• [TEXT SEGMENT]
I haven't written much on this topic yet, but you can see a recent
short paper here.
Natural Language Processing in Mäori
A more practical interest is in a project to translate simple
sentences between English and Mäori. You can look at the system
we're developing here.
Discourse structure
A methodology for motivating a set of coherence relations
My PhD work (Knott, 1996) looked at the
question of how to decide in a principled way on a set of coherence
relations to use in analysing and generating text. Although the
general idea of coherence relations is widely accepted in
computational treatments of discourse structure, there is considerable
disagreement amongst researchers as to the nature of relations
themselves: how many are needed, how they should be defined, and what
exactly they model. No two researchers use the same set of relations,
and new relations are constantly being created---the resulting
proliferation makes for a great deal of confusion. In my thesis I
propose a methodology for determining a standard, well-motivated set
of relations. The methodology is founded on a conception of relations
as modelling cognitive constructs, used by readers and writers when
they process text. I argue that evidence for such psychological
constructs can be sought in a study of the linguistic resources for
signalling relations in surface text, and in particular in a study of
the set of connective cue phrases in a language (Knott
and Dale, 1992). On the
basis of this argument, a three-stage method for motivating relations
is proposed (Knott and Dale,
1996; Knott, 1993b). First, a very large corpus of
cue phrases is gathered from naturally-occurring texts, using a simple
pre-theoretical test. Second, this corpus is organised into a
taxonomy of synonyms and hyponyms, using a second pre-theoretical test
to determine the substitutability of one phrase by another in a range
of contexts. The taxonomy motivates a feature-theoretic conception of
relations, whereby cue phrases signal combinations of features of
coherence relations, rather than whole relations (Knott, 93a). The
final stage in determining relation definitions is to use the taxonomy
to define a set of independent features, representing orthogonal
dimensions of variation within the set of cue phrases (Knott and Mellish, 96).

• [TASK TO COMPLETE] According to the research overview, what happens in the first stage of the three-stage method for motivating relations?

• [DATA]

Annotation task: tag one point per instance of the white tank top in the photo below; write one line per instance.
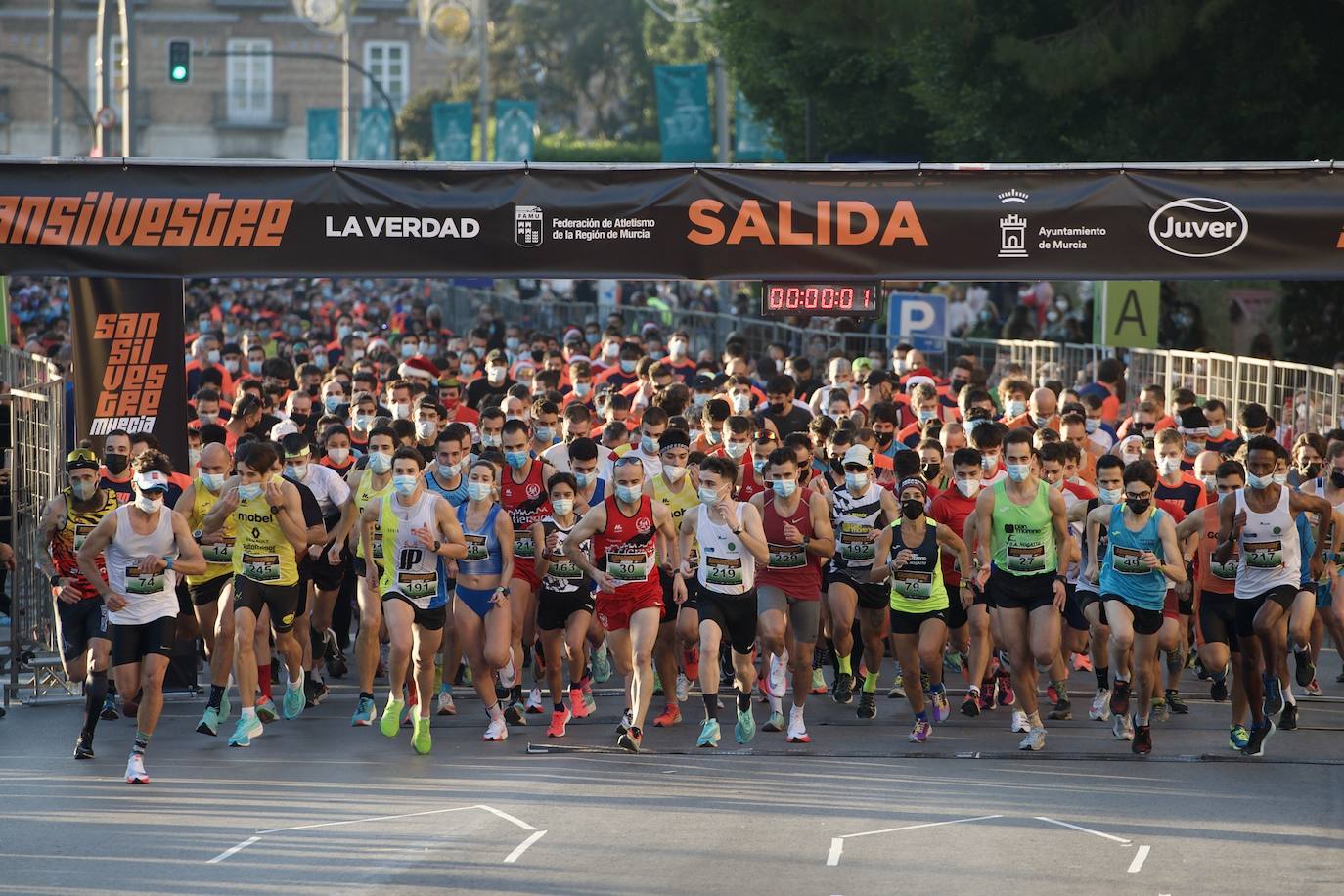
(726, 567)
(1271, 553)
(148, 597)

• [TASK SOLUTION] A very large corpus of cue phrases is gathered from naturally-occurring texts, using a simple pre-theoretical test.